* Source
[Qt5-feedback] QUrl (was: QMimeType)
Matthias Fuchs
mat69 at gmx.net
Fri Jun 10 21:00:15 CEST 2011
Am Sonntag 05 Juni 2011, 12:00:53 schrieb Thiago Macieira:
> Em Sunday, 5 de June de 2011, às 10:00:37, Ivan Čukić escreveu:
> > It currently inherits KServiceType which will be changed, and it uses
> > KUrl which largely exists due to some parsing problems in QUrl. We are
> > hoping to push the fixes to QUrl to allow us to drop KUrl in kdelibs
> > 5.
>
> KUrl doesn't do any parsing. It uses QUrl for parsing. Therefore, "parsing
> problems in QUrl" cannot be true, as it would be KUrl parsing problems too.
>
> KUrl exists mostly to keep KDE 3 KURL API compatibility.
>
> In any case, QUrl in Qt 5 requires a rewrite of its API. Not the parsing --
> that one is fine. QUrl has a completely flawed API, owed to long-time
> misunderstanding of what a URL is.
>
> URLs and URIs are "designed by committee" and are simultaneously:
> - Unicode
> - UTF-8 encoded
> - binary
>
> So the following two URLs are the same:
> http://localhost/R%C3%A9sum%C3%A9.pdf
> http://localhost/Résumé.pdf
> but the following URL is permitted too:
> http://localhost/R%E9sum%E9.pdf
>
> Note how "é" expands to %C3%A9 (URLs are Unicode UTF-8 encoded) but at the
> same time the byte 0xE9 is permitted too (non-UTF8). QString is therefore
> inadequate to represent this in fully-decoded form for the path component:
> it is "/Résumé.pdf" for the first two URLs, but what is its value for the
> third?

[Stored entries]

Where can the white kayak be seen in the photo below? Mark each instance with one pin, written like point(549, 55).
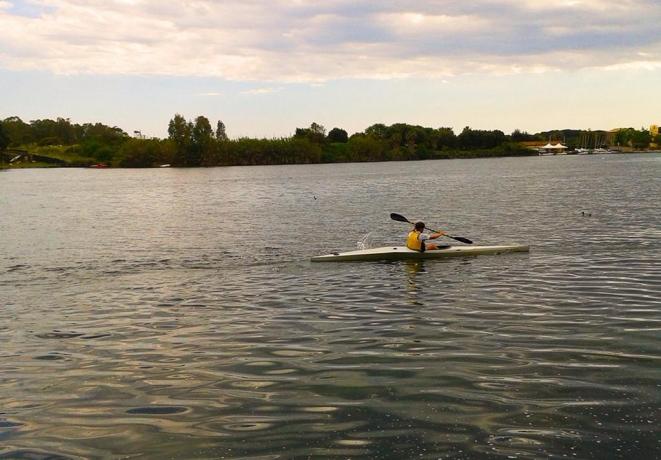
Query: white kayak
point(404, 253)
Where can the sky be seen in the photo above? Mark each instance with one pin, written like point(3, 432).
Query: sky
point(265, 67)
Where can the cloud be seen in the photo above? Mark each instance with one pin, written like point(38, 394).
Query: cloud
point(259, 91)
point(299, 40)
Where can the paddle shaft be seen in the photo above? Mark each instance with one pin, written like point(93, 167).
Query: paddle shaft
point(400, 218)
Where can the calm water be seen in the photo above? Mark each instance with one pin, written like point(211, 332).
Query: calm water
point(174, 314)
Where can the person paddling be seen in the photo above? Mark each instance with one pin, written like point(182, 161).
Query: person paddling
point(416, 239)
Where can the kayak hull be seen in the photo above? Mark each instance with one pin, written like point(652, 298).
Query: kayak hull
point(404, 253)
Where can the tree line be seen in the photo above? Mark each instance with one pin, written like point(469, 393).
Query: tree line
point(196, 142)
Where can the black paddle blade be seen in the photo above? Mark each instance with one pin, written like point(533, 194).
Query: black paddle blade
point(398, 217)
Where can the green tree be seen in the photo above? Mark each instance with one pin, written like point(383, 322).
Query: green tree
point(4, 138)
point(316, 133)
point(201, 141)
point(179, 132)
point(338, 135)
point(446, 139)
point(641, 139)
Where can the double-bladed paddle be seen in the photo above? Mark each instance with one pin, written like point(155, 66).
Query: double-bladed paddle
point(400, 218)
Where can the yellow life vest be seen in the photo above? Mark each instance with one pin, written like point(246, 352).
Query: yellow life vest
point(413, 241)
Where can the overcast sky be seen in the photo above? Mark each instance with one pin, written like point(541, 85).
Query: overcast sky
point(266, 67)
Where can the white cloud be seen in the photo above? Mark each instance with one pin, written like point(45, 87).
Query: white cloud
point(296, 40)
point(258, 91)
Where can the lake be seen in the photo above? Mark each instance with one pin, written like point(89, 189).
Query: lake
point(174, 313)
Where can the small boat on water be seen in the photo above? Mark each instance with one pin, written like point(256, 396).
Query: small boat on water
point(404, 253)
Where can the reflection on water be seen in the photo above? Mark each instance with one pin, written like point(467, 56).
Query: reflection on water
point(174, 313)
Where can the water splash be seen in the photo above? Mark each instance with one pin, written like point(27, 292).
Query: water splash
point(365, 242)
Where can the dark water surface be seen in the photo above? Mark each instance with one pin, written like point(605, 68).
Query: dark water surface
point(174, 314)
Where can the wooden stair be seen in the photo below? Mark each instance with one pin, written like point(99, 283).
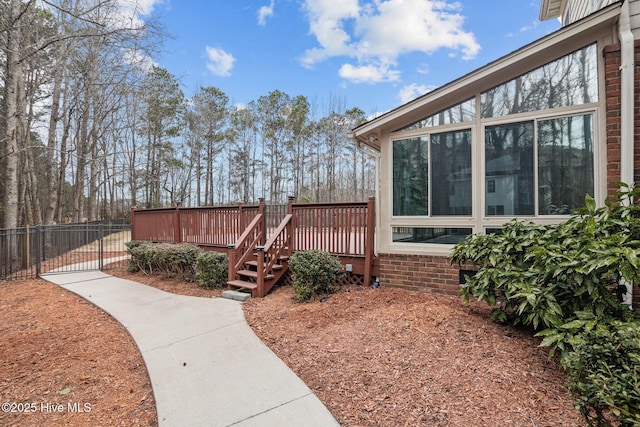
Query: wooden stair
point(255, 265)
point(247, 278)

* * *

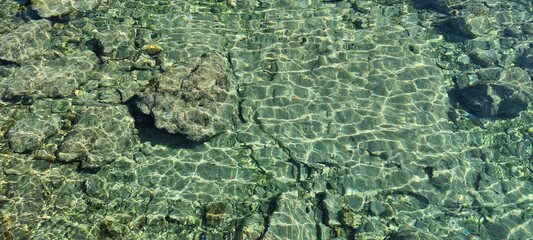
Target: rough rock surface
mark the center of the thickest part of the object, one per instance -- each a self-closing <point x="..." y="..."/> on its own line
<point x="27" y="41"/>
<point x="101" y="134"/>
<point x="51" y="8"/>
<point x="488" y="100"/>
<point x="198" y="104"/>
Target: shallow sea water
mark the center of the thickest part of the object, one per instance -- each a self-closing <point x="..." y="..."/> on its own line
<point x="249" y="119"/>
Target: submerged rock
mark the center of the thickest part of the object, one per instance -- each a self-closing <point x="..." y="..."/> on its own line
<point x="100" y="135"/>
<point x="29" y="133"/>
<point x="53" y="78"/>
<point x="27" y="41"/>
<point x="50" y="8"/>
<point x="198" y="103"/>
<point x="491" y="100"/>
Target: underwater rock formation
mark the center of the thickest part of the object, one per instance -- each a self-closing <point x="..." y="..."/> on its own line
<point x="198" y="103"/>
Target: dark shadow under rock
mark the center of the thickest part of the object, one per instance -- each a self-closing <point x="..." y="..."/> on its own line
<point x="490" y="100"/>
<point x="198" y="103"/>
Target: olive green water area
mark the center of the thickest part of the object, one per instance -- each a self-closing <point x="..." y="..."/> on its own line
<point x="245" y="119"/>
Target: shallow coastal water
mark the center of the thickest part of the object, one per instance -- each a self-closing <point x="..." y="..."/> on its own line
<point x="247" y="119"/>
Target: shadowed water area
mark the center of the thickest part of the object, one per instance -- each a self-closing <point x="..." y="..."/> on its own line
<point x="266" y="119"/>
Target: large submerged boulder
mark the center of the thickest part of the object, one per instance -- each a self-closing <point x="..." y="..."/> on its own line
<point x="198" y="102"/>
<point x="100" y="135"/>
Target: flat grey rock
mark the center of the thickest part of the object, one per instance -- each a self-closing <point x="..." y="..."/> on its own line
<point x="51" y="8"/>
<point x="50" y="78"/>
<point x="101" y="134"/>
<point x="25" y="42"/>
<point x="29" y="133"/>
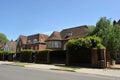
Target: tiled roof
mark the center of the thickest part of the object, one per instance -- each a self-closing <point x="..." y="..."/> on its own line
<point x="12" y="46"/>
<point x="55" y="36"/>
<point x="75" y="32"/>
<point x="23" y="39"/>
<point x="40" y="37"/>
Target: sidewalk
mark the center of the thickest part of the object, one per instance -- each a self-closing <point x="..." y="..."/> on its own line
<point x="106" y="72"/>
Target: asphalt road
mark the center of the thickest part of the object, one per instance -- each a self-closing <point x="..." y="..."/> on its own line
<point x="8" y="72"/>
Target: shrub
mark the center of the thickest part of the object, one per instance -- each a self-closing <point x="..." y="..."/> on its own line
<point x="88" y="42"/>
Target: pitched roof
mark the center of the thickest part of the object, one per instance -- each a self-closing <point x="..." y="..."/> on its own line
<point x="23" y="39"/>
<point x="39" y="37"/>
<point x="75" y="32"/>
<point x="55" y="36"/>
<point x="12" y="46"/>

---

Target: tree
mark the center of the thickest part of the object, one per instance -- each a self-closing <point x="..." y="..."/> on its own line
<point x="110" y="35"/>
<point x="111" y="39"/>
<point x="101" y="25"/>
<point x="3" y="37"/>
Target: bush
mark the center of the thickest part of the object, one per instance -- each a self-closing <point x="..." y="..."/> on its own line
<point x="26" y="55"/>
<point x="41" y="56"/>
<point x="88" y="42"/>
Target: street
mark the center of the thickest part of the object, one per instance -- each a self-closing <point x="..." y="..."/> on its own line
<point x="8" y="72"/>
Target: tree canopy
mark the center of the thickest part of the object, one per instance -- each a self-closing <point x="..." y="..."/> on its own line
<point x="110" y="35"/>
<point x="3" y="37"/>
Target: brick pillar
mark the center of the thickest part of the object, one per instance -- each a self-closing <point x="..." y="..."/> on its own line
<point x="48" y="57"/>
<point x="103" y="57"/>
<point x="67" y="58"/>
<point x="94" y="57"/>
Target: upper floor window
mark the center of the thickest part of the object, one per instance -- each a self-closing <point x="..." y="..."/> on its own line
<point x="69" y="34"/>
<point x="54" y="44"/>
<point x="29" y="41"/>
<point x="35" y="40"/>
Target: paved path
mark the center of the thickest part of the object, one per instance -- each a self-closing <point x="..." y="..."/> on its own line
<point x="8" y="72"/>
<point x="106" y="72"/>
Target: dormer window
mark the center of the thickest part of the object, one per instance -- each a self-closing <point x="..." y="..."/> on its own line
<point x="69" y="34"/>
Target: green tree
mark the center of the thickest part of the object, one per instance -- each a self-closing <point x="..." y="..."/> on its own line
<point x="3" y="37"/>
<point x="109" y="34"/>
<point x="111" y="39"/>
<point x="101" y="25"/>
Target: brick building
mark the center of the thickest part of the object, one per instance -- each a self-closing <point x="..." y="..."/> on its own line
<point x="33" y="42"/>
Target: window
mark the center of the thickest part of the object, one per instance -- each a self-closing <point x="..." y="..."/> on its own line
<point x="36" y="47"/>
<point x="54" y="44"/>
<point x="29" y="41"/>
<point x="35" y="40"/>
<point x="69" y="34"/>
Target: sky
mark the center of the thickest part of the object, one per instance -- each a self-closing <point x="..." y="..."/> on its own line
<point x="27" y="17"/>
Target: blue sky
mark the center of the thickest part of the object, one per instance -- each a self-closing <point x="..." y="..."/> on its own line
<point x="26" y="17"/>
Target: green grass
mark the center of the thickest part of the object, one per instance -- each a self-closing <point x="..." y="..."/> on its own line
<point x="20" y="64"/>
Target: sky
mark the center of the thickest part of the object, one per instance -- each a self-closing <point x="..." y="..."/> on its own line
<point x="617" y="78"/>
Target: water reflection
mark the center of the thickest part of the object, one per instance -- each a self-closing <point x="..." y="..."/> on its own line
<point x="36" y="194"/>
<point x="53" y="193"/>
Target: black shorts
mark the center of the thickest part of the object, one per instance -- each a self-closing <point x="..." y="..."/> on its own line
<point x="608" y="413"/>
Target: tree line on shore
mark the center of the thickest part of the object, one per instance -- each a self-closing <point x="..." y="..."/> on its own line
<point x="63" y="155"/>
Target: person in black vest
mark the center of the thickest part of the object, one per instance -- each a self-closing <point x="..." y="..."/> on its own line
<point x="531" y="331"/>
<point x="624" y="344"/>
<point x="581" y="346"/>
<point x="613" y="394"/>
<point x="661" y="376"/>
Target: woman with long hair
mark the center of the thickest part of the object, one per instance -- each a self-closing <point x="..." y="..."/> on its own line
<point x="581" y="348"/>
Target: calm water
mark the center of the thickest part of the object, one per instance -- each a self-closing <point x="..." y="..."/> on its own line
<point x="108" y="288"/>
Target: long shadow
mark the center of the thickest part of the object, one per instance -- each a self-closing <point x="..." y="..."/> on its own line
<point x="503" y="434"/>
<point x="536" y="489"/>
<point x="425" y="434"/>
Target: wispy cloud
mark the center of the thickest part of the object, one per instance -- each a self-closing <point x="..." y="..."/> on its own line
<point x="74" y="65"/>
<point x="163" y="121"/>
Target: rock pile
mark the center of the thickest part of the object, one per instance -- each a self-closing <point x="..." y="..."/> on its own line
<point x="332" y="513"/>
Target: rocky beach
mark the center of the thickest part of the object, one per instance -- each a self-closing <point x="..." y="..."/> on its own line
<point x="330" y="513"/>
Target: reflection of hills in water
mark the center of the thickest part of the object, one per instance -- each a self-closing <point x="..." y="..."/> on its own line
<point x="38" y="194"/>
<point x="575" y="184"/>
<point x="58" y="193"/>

* Challenge 1
Rewrite the portion of the QUrl thread that opens with the words containing "Matthias Fuchs" and closes with "parsing problems too.", substituting "KDE's URL class" for "KUrl".
* Challenge 2
Summarize the QUrl thread in two sentences.
The items bear no relation to the QUrl thread.

* Final answer 1
Matthias Fuchs
mat69 at gmx.net
Fri Jun 10 21:00:15 CEST 2011
Am Sonntag 05 Juni 2011, 12:00:53 schrieb Thiago Macieira:
> Em Sunday, 5 de June de 2011, às 10:00:37, Ivan Čukić escreveu:
> > It currently inherits KServiceType which will be changed, and it uses
> > KDE's URL class which largely exists due to some parsing problems in QUrl. We are
> > hoping to push the fixes to QUrl to allow us to drop KDE's URL class in kdelibs
> > 5.
>
> KDE's URL class doesn't do any parsing. It uses QUrl for parsing. Therefore, "parsing
> problems in QUrl" cannot be true, as it would be KDE's URL class parsing problems too.

* Final answer 2
Thiago Macieira disputes the claim that KUrl exists because of QUrl parsing problems, stating that KUrl does no parsing of its own, relies on QUrl for it, and exists mostly to keep KDE 3 KURL API compatibility. The reply adds that QUrl in Qt 5 needs an API rewrite rather than parsing fixes, because URLs are at once Unicode, UTF-8 encoded and binary, which makes QString inadequate to represent a fully decoded path such as one containing the byte 0xE9.